WHAT TO PRODUCE >> Reproduce word for word the passage of the concussion workshop article below, starting at "Another portion of" and ending at "pediatrician Peter Morningstar.".

READING TEXT >>
Volunteers from County Physical Therapy and Northern Light A.R. Gould Hospital used apples and eggs to show students the devastating damage that can occur when young brains hit against hard pavement or a steering wheel.

Brandon Howlett, a Northern Light family nurse practitioner intern and registered nurse, showed students two steering wheels: one with an “airbag” — a plastic grocery store bag — and one without. Students took turns smashing apples and found that apples that hit the “airbag” sustained only minor bruises. The apples that hit the steering wheel without an airbag splattered against the wheel and across the lawn, representing the distortion that happens in a human brain after a concussion.

Howlett explained to students that if their heads hit against an airbag, a concussion can occur because of the airbag’s hardened surface after its inflates. But hitting their heads against a metal steering wheel without the aid of an airbag can damage the frontal lobe of the brain.

As part of a concussion prevention workshop during Aroostook Youth Prevention Day, students demonstrated with apples how much the brain can become “scrambled and smashed” after serious injuries. (Melissa Lizotte | The Star-Herald)

That part of the brain controls judgment, planning and problem solving, concentration, speech and body movement — all of which are crucial skills for succeeding in academics and sports.

“If you play sports and your head hits against someone else’s forehead, your head will bounce back on impact. That will damage both the front and back parts of your brain,” Howlett said. “The back part of your brain controls vision and balance.”

Caribou Middle School students Prudence Napalapalai and Riley Cray demonstrated the hard impact of head butting by pounding two apples together, which greatly bruised the outer edges. They learned that with enough impact an athlete could potentially miss school for six weeks to fully recover from a concussion.

“It’s good that we were able to learn more about concussions and how important it is to wear a helmet,” Napalapalai said.

Another portion of the workshop — which was called “Smashed and Scrambled Brains … And Reasons Why Your Head is More Like An Egg Than a Potato” — featured Northern Light pediatrician Peter Morningstar.

Morningstar demonstrated how an egg in a plastic container is much like a human brain covered by a skull. When dropped, the egg won’t break completely but the shell will puncture, allowing yolk to seep out.

“When you hit your head on pavement everything may look fine on the outside, but on the inside your brain looks like this egg yolk,” Morningstar said, holding up the container with the yellowish egg yolk inside. “Your brain is bathed in fluid that functions like a pillow.”

MATERIAL PROVIDED >>
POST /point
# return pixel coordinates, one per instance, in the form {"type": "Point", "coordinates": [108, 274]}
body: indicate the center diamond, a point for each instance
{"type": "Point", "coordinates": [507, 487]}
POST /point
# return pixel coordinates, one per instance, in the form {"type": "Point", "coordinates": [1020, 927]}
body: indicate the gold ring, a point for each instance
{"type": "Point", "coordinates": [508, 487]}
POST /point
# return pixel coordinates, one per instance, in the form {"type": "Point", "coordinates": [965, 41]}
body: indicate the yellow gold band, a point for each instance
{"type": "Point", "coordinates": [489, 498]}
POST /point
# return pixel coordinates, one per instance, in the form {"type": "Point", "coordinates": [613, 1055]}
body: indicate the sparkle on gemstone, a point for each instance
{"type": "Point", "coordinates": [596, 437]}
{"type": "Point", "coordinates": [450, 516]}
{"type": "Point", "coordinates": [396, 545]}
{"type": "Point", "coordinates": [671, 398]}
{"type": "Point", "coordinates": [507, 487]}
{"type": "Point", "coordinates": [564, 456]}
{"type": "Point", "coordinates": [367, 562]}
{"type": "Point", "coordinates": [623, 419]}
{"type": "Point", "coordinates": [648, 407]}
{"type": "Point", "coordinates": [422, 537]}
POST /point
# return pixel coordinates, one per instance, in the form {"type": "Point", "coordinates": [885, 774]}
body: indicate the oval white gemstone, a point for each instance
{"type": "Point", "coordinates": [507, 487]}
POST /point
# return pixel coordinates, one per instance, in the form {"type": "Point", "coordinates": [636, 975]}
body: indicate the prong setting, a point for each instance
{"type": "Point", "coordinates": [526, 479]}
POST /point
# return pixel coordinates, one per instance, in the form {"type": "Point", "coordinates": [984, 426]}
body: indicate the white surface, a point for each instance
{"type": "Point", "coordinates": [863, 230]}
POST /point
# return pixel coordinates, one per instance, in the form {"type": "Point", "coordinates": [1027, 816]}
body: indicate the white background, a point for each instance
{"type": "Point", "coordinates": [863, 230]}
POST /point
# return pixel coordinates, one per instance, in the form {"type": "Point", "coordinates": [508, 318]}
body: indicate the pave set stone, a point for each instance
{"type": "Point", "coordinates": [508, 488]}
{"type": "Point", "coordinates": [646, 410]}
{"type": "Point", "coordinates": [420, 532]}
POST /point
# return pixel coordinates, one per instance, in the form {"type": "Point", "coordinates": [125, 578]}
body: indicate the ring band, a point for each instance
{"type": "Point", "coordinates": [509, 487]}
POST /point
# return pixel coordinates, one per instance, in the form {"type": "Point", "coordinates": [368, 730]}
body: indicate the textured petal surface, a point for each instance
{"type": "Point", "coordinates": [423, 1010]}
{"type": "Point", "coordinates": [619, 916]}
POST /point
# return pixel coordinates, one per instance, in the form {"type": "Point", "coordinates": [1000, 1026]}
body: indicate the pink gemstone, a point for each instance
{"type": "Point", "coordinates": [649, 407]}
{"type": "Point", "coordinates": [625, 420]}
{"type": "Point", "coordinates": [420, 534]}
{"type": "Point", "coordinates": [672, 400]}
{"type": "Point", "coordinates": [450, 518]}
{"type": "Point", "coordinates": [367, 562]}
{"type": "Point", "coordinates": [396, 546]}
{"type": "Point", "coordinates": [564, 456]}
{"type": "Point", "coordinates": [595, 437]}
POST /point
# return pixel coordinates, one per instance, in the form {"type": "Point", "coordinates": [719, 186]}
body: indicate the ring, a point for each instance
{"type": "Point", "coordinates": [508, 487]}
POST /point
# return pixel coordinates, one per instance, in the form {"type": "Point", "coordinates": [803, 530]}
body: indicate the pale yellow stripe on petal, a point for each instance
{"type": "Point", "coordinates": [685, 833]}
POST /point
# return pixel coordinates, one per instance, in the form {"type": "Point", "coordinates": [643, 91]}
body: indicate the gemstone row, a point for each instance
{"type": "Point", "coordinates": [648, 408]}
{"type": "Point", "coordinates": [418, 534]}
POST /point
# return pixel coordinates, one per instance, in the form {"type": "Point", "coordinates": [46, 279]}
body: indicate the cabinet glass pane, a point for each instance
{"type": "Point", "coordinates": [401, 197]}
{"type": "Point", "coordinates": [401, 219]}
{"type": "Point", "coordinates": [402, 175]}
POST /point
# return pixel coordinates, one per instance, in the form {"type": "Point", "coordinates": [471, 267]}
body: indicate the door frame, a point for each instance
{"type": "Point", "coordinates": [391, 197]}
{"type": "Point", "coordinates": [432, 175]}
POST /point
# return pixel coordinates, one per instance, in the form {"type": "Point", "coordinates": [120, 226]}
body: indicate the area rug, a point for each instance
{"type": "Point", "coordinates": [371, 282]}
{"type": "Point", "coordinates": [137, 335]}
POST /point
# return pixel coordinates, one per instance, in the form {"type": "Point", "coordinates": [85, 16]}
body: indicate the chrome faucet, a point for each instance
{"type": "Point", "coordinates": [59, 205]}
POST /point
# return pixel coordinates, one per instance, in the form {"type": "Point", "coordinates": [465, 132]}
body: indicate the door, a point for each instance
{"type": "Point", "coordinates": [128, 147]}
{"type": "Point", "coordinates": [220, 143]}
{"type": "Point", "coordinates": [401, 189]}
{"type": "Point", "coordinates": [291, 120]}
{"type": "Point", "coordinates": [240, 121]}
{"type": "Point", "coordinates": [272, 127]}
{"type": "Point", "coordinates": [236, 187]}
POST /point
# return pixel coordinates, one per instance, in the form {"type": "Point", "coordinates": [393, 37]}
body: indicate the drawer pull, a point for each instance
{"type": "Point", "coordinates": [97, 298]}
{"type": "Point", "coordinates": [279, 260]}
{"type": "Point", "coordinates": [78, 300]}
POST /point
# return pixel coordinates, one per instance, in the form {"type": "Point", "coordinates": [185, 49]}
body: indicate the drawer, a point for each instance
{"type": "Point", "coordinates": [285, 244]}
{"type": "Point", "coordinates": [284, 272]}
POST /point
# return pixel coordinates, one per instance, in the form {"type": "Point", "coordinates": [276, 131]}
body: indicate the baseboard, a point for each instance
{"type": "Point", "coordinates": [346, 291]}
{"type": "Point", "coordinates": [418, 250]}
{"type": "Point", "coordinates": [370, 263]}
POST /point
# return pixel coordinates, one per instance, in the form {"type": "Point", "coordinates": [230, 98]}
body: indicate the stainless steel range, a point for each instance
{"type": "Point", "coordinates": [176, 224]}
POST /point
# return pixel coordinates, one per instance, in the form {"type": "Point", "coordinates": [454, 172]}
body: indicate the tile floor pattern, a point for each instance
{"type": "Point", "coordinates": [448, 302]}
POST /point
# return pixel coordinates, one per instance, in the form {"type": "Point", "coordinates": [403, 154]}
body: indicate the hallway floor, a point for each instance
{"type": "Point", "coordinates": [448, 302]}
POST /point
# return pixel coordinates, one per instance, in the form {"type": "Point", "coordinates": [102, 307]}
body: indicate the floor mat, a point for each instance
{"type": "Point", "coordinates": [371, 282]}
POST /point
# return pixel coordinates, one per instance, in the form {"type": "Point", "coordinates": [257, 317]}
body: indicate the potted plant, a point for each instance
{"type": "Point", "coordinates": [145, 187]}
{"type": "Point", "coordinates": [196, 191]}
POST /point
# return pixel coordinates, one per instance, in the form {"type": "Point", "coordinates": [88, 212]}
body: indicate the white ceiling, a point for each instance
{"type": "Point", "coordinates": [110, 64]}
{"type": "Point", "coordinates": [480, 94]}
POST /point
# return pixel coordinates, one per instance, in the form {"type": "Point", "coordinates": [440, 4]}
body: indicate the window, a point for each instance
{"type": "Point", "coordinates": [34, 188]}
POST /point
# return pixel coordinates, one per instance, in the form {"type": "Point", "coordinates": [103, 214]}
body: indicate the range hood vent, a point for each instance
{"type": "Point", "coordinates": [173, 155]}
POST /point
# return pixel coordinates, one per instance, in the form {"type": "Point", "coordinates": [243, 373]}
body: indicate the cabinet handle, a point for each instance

ANSWER BELOW >>
Another portion of the workshop — which was called “Smashed and Scrambled Brains … And Reasons Why Your Head is More Like An Egg Than a Potato” — featured Northern Light pediatrician Peter Morningstar.